Goal:
Convert the rows below into a JSON list of strings, with one string per line, starting at the line that contains "Docstring: Locates the double" and ending at the last line of the rows. Leave out blank lines.

Supplied information:

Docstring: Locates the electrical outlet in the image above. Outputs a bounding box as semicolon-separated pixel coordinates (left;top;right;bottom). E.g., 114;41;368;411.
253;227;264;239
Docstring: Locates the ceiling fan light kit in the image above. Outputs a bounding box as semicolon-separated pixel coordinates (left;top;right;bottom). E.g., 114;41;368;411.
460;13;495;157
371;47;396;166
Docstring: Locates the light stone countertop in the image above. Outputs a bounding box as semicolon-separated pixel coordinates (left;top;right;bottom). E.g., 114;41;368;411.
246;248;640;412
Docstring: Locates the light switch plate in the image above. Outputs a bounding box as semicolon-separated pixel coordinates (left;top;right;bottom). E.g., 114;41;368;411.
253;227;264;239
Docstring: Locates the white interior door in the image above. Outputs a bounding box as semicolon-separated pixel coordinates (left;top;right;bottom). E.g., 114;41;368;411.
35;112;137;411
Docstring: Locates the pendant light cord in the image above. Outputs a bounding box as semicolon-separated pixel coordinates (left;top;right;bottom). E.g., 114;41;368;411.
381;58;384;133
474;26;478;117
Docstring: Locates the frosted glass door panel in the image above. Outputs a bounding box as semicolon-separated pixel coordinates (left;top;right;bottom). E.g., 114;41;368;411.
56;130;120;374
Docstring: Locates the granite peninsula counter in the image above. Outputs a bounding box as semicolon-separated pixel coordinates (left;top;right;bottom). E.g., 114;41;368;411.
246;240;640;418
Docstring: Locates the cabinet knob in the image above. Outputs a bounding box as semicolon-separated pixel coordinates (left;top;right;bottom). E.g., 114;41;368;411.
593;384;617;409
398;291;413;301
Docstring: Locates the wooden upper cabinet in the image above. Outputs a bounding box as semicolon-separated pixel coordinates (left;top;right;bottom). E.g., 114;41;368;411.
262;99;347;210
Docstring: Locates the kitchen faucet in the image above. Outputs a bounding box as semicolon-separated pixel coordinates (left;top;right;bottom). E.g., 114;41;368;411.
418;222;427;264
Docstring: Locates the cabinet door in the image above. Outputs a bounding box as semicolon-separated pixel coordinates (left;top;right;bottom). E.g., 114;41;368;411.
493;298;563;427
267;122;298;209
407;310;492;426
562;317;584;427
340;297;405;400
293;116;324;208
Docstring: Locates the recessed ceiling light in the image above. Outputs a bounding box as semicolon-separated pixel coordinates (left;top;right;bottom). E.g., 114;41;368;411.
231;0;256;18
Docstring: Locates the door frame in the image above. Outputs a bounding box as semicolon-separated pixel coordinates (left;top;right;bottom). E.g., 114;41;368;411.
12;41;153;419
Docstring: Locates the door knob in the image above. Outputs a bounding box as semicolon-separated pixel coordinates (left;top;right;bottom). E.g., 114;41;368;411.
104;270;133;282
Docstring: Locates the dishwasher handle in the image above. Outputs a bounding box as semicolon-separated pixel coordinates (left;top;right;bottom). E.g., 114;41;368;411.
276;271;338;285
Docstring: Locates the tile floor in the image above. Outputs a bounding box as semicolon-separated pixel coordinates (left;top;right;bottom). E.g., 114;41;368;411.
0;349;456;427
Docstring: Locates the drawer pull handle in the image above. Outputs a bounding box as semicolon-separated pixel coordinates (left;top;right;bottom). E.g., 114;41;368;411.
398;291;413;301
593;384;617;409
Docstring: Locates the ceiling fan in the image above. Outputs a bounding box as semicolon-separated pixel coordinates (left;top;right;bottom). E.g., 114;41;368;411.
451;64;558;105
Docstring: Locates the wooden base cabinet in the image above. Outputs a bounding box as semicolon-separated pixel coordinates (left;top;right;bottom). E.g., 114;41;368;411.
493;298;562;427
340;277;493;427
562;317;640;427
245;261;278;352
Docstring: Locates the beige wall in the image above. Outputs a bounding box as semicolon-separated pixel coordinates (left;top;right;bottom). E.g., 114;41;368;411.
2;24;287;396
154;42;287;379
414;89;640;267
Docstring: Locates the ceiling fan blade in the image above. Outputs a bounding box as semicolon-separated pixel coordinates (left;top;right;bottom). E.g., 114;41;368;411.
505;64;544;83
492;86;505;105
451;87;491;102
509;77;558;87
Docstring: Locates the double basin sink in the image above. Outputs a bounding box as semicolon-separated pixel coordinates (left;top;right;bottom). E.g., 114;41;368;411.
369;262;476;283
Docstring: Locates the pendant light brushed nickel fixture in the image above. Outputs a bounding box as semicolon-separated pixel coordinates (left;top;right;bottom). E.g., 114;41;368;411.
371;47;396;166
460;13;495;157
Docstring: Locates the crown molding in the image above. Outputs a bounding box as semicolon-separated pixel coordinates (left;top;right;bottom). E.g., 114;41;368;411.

Output for this task:
[
  "Docstring: Locates the double basin sink in the image above. Outputs a bounding box as semicolon-separated pixel coordinates (left;top;right;bottom). E.g., 114;41;368;411.",
  "369;262;476;283",
  "Docstring: Locates the pendant light brushed nickel fixture in the image above. Outputs a bounding box as semicolon-separated pixel coordinates (left;top;right;bottom). E.g., 114;41;368;411.",
  "371;47;396;166",
  "460;13;495;157",
  "Docstring: Locates the crown molding in the image above. Outputs a bounding box as semicolon-separated pixel coordinates (left;top;right;bottom). E.g., 114;41;368;411."
]